EXERCISE -> In the text below on coal and global warming, list each feature of the "vastly different planet" that the final paragraph names.
Start of TEXT SECTION
The role of coal in global warming is clarified by a small number of well-documented facts. Figure 1 shows the fraction of fossil fuel carbon dioxide (CO2) emissions that remains in the air over time. One-third of the CO2 is still in the air after 100 years, and one-fifth is still in the air after 1000 years.
Figure 1. The fraction of CO2 remaining in the air, after emission by fossil fuel burning, declines rapidly at first, but 1/3 remains in the air after a century and 1/5 after a millennium 
Oil slightly exceeds coal as a source of CO2 emissions today, as shown in Figure 2a. [IPCC = Intergovernmental Panel on Climate Change; WEC = World Energy Council] But, because of the long atmospheric lifetime of past emissions, fully half of the excess CO2 in the air today (from fossil fuels), relative to pre-industrial times, is from coal (Figure 2b). Moreover, coal use is now increasing, while oil production has stagnated. Oil production will peak and will be constrained by available resources earlier than will coal production.
Figure 2. Percent contributions of different fossil fuels to 2006 CO2 emissions (left side) and contributions to the excess CO2 in the air today relative to pre-industrial CO2 amount 
Figure 3. Estimated fossil fuel reserves; purple portions have already been used 
Figure 3 shows reported fossil fuel reserves and resources (estimated undiscovered deposits). Reserves are hotly debated and may be exaggerated, but we know that enough oil and gas remain to take global warming close to, if not into, the realm of dangerous climate effects. Coal and unconventional fossil fuels such as tar shale contain enough carbon to produce a vastly different planet, a more dangerous and desolate planet, from the one on which civilization developed, a planet without Arctic sea ice, with crumbling ice sheets that ensure sea level catastrophes for our children and grandchildren, with shifting climate zones that cause great hardship for the world’s poor and drive countless species to extinction, and with intensified hydrologic extremes that cause increased drought and wildfires but also stronger rain, floods, and storms.
End of TEXT SECTION
Start of MATERIAL PROVIDED
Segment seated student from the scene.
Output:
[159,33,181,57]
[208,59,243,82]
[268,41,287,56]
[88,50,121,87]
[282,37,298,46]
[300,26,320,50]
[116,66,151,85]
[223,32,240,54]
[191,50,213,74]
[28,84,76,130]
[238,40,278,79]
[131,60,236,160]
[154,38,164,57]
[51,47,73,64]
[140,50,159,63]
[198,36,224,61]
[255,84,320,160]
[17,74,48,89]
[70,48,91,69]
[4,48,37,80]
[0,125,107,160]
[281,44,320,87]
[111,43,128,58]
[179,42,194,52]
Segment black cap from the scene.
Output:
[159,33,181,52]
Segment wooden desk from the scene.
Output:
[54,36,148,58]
End of MATERIAL PROVIDED
RESPONSE ->
- No Arctic sea ice
- Crumbling ice sheets that ensure sea level catastrophes for our children and grandchildren
- Shifting climate zones that cause great hardship for the world's poor and drive countless species to extinction
- Intensified hydrologic extremes that cause increased drought and wildfires but also stronger rain, floods, and storms